→ **Excerpt to read**
>>>

Raul Cuero was born in Buenventura, Colombia in 1948. A man from a humble family is today one of the most prominent scientist of the NASA. Author of “Between Triumph and Survival“, a work about his own life, Cuero is professor in the Prairie View A & M, University in Texas.On 13th May 2007 the Hoston Chronicle reported his researchs and inventions about microbiology doing observations on the Mars surface. Here we publish that article about this Colombian who comes from one of the most marginalized regions of our country (the Pacific Region) but who shows the real richness of our country. How many young people like him Colombia could offer to humanity if only all our regions were fully developped?
Copyright 2004 Houston Chronicle
For the past four years, Raul Cuero has used NASA’s factory-made soil to breed microbes in his lab, much like 100 other scientific researchers in the nation — and seven others in Texas — have done since 1998.

<<<

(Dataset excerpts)
>>>

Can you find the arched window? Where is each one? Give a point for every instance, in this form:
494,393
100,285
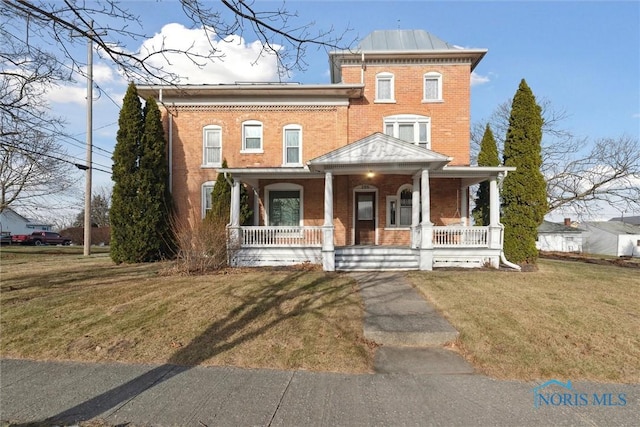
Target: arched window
432,87
284,204
410,128
292,145
252,136
211,146
400,207
384,87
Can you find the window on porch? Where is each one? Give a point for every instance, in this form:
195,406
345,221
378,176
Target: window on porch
284,207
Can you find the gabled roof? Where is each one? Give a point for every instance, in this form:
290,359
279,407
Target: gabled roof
403,40
614,227
380,153
402,45
554,227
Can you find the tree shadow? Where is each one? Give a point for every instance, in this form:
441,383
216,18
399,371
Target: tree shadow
220,336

<<<

→ **Check your understanding**
(1) Answer these questions from the text about Raul Cuero.
(a) In what year was Cuero born?
(b) What is the title of the work Cuero wrote about his own life?
(c) For how many years had Cuero used NASA's factory-made soil to breed microbes in his lab?
(2) Output the passage of the text about Raul Cuero from "Raul Cuero was" to "were fully developped?", copied without any changes.
The listing stands apart from the text about Raul Cuero.

→ **Solutions**
(1)
(a) 1948
(b) "Between Triumph and Survival"
(c) Four years

(2)
Raul Cuero was born in Buenventura, Colombia in 1948. A man from a humble family is today one of the most prominent scientist of the NASA. Author of “Between Triumph and Survival“, a work about his own life, Cuero is professor in the Prairie View A & M, University in Texas.On 13th May 2007 the Hoston Chronicle reported his researchs and inventions about microbiology doing observations on the Mars surface. Here we publish that article about this Colombian who comes from one of the most marginalized regions of our country (the Pacific Region) but who shows the real richness of our country. How many young people like him Colombia could offer to humanity if only all our regions were fully developped?